Dataset excerpt
- - - - - - -
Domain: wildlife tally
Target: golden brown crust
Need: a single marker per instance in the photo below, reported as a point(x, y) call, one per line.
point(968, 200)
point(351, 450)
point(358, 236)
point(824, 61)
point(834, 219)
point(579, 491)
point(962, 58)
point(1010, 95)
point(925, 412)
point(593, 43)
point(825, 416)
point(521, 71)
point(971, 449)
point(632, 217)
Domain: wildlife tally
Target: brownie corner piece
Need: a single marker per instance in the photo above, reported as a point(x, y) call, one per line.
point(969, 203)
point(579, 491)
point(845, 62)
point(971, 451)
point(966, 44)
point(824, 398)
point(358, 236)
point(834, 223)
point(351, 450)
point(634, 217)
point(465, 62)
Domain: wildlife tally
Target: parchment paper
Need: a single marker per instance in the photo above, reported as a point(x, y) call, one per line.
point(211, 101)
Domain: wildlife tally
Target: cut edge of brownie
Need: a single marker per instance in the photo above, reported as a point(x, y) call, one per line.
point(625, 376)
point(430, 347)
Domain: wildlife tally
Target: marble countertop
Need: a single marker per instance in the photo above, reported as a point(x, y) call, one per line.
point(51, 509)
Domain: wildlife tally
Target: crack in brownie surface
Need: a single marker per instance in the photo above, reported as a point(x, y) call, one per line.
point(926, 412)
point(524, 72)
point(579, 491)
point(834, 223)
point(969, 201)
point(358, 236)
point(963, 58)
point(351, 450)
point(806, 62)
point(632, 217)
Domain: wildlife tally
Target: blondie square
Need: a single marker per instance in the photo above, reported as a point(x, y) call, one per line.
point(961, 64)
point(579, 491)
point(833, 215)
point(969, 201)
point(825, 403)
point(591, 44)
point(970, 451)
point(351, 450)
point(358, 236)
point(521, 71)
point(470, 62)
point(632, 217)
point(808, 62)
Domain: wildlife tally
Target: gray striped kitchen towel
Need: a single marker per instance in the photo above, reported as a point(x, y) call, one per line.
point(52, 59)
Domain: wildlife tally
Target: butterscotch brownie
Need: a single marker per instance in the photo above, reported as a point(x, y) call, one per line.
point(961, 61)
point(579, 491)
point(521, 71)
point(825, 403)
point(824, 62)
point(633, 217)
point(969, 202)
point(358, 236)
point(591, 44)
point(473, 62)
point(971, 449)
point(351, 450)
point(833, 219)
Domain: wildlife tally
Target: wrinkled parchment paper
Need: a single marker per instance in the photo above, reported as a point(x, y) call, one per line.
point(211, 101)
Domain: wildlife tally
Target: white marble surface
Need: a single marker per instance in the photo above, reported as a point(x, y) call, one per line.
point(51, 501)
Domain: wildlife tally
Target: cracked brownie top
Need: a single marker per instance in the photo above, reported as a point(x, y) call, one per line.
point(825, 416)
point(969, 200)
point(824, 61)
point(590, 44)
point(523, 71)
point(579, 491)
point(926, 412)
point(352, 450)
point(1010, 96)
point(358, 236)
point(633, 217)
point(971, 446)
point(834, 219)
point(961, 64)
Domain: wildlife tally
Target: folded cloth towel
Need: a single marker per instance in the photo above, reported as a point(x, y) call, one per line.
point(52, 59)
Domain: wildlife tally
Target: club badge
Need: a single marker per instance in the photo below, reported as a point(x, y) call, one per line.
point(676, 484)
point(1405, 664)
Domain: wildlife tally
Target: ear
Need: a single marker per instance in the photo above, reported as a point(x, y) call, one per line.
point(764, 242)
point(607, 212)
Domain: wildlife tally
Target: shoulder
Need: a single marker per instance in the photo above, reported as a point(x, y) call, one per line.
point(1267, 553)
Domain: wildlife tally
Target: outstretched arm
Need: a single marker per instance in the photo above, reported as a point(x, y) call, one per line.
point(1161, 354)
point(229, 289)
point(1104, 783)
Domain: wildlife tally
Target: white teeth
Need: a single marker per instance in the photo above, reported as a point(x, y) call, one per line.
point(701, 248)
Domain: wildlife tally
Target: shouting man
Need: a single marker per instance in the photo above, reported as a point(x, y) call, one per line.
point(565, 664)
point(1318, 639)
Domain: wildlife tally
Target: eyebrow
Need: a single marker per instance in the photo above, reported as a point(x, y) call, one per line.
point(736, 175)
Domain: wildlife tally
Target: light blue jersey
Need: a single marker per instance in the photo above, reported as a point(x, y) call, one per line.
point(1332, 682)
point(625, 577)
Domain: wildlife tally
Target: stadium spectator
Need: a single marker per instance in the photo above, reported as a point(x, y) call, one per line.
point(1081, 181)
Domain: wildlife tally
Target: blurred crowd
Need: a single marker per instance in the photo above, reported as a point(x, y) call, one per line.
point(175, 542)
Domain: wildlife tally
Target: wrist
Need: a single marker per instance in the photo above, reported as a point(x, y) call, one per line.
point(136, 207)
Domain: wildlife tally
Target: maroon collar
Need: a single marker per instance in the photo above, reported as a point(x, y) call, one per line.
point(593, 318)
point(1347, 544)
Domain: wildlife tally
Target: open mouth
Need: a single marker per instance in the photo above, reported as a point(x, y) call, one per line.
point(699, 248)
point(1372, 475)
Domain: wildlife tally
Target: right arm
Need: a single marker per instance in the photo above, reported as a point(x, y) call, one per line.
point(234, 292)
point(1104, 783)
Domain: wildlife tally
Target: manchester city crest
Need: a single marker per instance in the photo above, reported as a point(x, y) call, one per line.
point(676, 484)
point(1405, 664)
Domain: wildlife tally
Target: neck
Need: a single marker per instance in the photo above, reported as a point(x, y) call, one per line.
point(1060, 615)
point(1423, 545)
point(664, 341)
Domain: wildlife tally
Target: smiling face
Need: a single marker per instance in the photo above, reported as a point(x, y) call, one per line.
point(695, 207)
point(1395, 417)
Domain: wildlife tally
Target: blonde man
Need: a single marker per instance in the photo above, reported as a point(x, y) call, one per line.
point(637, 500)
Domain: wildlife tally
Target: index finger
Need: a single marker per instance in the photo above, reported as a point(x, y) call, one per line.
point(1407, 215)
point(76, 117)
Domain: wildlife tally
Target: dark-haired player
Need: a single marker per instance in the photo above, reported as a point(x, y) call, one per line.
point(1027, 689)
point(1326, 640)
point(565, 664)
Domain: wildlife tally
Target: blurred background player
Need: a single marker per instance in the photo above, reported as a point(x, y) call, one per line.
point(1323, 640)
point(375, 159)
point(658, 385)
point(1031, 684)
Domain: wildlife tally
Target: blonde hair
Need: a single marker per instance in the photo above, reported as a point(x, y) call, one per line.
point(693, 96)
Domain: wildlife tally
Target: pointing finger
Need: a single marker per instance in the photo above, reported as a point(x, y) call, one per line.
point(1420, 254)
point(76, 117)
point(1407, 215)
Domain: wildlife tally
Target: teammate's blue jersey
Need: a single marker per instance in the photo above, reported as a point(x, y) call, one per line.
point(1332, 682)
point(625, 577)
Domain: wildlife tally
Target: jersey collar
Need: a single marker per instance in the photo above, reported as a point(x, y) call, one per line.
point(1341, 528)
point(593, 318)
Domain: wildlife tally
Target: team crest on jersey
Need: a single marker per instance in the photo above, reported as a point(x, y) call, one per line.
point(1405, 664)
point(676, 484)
- - - - - - -
#### TASK DIRECTIONS
Put every line of the entries above into a JSON list of strings, one string per line, skipping blank lines.

#### FINISHED ANSWER
[
  "Domain: wildlife tally",
  "Target: golden brown crust",
  "Need: a single marker per instance in the photo below, reported as a point(x, y) call, one per line.",
  "point(968, 200)",
  "point(351, 450)",
  "point(358, 236)",
  "point(824, 61)",
  "point(834, 219)",
  "point(579, 491)",
  "point(962, 58)",
  "point(1010, 95)",
  "point(925, 412)",
  "point(593, 43)",
  "point(825, 416)",
  "point(521, 71)",
  "point(971, 449)",
  "point(632, 217)",
  "Domain: wildlife tally",
  "Target: brownie corner piece",
  "Need: a single marker per instance in the photo above, reported as a point(x, y) call, one per line.",
  "point(969, 203)",
  "point(579, 491)",
  "point(845, 62)",
  "point(971, 451)",
  "point(966, 44)",
  "point(824, 398)",
  "point(358, 236)",
  "point(834, 223)",
  "point(351, 450)",
  "point(634, 217)",
  "point(465, 62)",
  "Domain: wildlife tally",
  "Target: parchment paper",
  "Need: a single marker per instance in the photo above, reported as a point(x, y) call, one per line.",
  "point(211, 101)",
  "Domain: wildlife tally",
  "Target: cut edge of brownie",
  "Need: a single marker per instance in the photo above, reported as a point(x, y) call, one per line.",
  "point(625, 376)",
  "point(430, 347)",
  "Domain: wildlife tally",
  "Target: marble countertop",
  "Need: a single marker per instance in the photo above, reported as a point(x, y) call, one per line.",
  "point(51, 509)",
  "Domain: wildlife tally",
  "Target: crack in brownie surface",
  "Need: a single marker per instance in the photo above, reported as a point(x, y) call, one per line.",
  "point(926, 412)",
  "point(524, 72)",
  "point(579, 491)",
  "point(834, 223)",
  "point(969, 201)",
  "point(358, 236)",
  "point(963, 58)",
  "point(351, 450)",
  "point(806, 62)",
  "point(632, 217)",
  "Domain: wildlife tally",
  "Target: blondie square",
  "Need: a single marker per instance in the photo above, reported as a point(x, y) call, one per line.",
  "point(961, 64)",
  "point(579, 491)",
  "point(833, 215)",
  "point(969, 201)",
  "point(825, 403)",
  "point(591, 44)",
  "point(970, 451)",
  "point(351, 450)",
  "point(358, 236)",
  "point(521, 71)",
  "point(470, 62)",
  "point(632, 217)",
  "point(808, 62)",
  "Domain: wildlife tally",
  "Target: gray striped kitchen towel",
  "Need: a single marker per instance in the photo above, reported as a point(x, y) call, one per line.",
  "point(52, 59)",
  "Domain: wildlife tally",
  "Target: butterscotch brownie",
  "Need: a single marker per instance in the photo above, reported as a point(x, y) call, one per line.",
  "point(961, 61)",
  "point(579, 491)",
  "point(521, 71)",
  "point(825, 403)",
  "point(824, 62)",
  "point(633, 217)",
  "point(969, 202)",
  "point(358, 236)",
  "point(591, 44)",
  "point(473, 62)",
  "point(971, 449)",
  "point(351, 450)",
  "point(833, 219)",
  "Domain: wildlife tally",
  "Target: wrinkled parchment paper",
  "Need: a single marker per instance in the photo above, reported as a point(x, y) call, one per line.",
  "point(211, 101)",
  "Domain: wildlife tally",
  "Target: white marble surface",
  "Need: a single marker per instance in the photo above, reported as a point(x, y) call, one per line.",
  "point(51, 501)",
  "Domain: wildlife tally",
  "Target: cracked brownie top",
  "Need: a single marker per instance in the photo above, reported as a point(x, y) call, one per line.",
  "point(825, 416)",
  "point(969, 200)",
  "point(824, 61)",
  "point(590, 44)",
  "point(523, 71)",
  "point(579, 491)",
  "point(926, 412)",
  "point(352, 450)",
  "point(1010, 96)",
  "point(358, 236)",
  "point(633, 217)",
  "point(971, 446)",
  "point(834, 219)",
  "point(961, 64)",
  "Domain: wildlife tally",
  "Target: folded cloth towel",
  "Need: a single marker per instance in the photo above, reported as a point(x, y) call, one per line.",
  "point(52, 59)",
  "Domain: wildlife tally",
  "Target: club badge",
  "Need: a single marker per instance in the photo below, reported as a point(x, y) call, one per line.",
  "point(676, 484)",
  "point(1405, 664)",
  "Domain: wildlife tally",
  "Target: ear",
  "Need: a single marker per instance in the photo above, reported as a point(x, y) call, one per line.",
  "point(764, 242)",
  "point(607, 212)",
  "Domain: wildlife tally",
  "Target: shoulder",
  "Need: a single marker per instance in the photo above, reported as a point(x, y) call, one per line.",
  "point(1267, 553)",
  "Domain: wildlife tally",
  "Target: outstretched arm",
  "Need: a single marker per instance in the photo above, reported as a point(x, y) call, one per line.",
  "point(1161, 354)",
  "point(229, 289)",
  "point(1104, 783)",
  "Domain: wildlife tally",
  "Target: white teeth",
  "Need: a single marker per instance in the photo above, reported as a point(x, y) call, one per line.",
  "point(701, 248)",
  "Domain: wildlife tally",
  "Target: shouting man",
  "Need: a single marker per instance in the photo above, reported as a point(x, y) call, one per line.",
  "point(565, 664)",
  "point(1318, 639)",
  "Domain: wildlife tally",
  "Target: eyebrow",
  "Need: a single marker per instance in the photo above, reported as a point(x, y) call, one per line.",
  "point(736, 175)",
  "Domain: wildlife tally",
  "Target: light blue jersey",
  "Need: a single marker per instance in the photo above, reported as a point(x, y) call, one per line.",
  "point(1332, 682)",
  "point(625, 577)",
  "Domain: wildlife tally",
  "Target: stadium spectator",
  "Need: a single marker per instance in the photo above, reported as a point(x, y) call, one per line.",
  "point(1081, 181)",
  "Domain: wildlife tally",
  "Target: blurred crowd",
  "Need: a single marker per instance in the photo above, reported as a point(x, y) call, one per line.",
  "point(175, 542)",
  "Domain: wildlife tally",
  "Target: wrist",
  "Need: a single marker per instance in the photo above, reported as a point(x, y) call, one per line.",
  "point(136, 207)",
  "Domain: wildlife tally",
  "Target: maroon collar",
  "Need: a single marker per instance in the photo above, reported as a point(x, y) call, one per line.",
  "point(593, 318)",
  "point(1347, 544)",
  "Domain: wildlife tally",
  "Target: open mouth",
  "Need: a single marker per instance in the photo above, reported as a point(x, y) call, one per line.",
  "point(699, 248)",
  "point(1372, 475)",
  "Domain: wildlife tally",
  "Target: right arm",
  "Need: a single marker per instance in the photo above, reported as a point(x, y) call, one per line.",
  "point(234, 292)",
  "point(1104, 783)",
  "Domain: wildlife tally",
  "Target: manchester city crest",
  "Need: a single marker per instance in the photo above, reported as a point(x, y) call, one per line.",
  "point(676, 484)",
  "point(1405, 664)",
  "Domain: wildlife tally",
  "Target: neck",
  "Need: a single marker per instance in the photo above, reported as a point(x, y) call, one per line.",
  "point(1060, 615)",
  "point(1423, 545)",
  "point(664, 341)",
  "Domain: wildlife tally",
  "Target: smiling face",
  "Need: a single marker per instance in the photo above, reported as a point(x, y) call, one per line.",
  "point(695, 207)",
  "point(1395, 417)",
  "Domain: wildlife tally",
  "Target: blonde man",
  "Need: a single marker per instance in the photo above, reported as a point(x, y) call, one per line.",
  "point(637, 500)",
  "Domain: wildlife tally",
  "Target: index finger",
  "Need: a single marker per instance in the photo above, reported as a point(x, y) call, one per line.",
  "point(1407, 215)",
  "point(76, 117)",
  "Domain: wildlife tally",
  "Target: dark-haired player",
  "Need: a single marker per instance in the photo above, reported as a point(x, y) call, one per line.",
  "point(1027, 689)",
  "point(1326, 640)",
  "point(565, 664)",
  "Domain: wildlife tally",
  "Target: blurred background player",
  "Need: a single marker per instance in the photo above, reported as a point(x, y) call, one per line.",
  "point(1323, 640)",
  "point(375, 159)",
  "point(658, 385)",
  "point(1031, 684)",
  "Domain: wildlife tally",
  "Target: blonde hair",
  "Need: a single marker per instance in the photo above, reported as a point(x, y) call, one per line.",
  "point(693, 96)",
  "Domain: wildlife tally",
  "Target: pointing finger",
  "Need: a single marker per instance in the photo above, reported as a point(x, y) call, one per line.",
  "point(1420, 254)",
  "point(76, 117)",
  "point(1407, 215)",
  "Domain: wildlife tally",
  "Target: teammate's blue jersey",
  "Need: a single marker per instance in the photo above, reported as a point(x, y) call, one per line.",
  "point(1332, 682)",
  "point(625, 577)",
  "Domain: wildlife tally",
  "Target: jersey collar",
  "Need: a single marker per instance in the photo above, reported as a point(x, y) call, one per line.",
  "point(1341, 528)",
  "point(593, 318)",
  "Domain: wildlife tally",
  "Target: team crest on jersey",
  "Need: a single marker per instance in the photo above, reported as a point(x, y) call, one per line.",
  "point(1405, 664)",
  "point(676, 484)"
]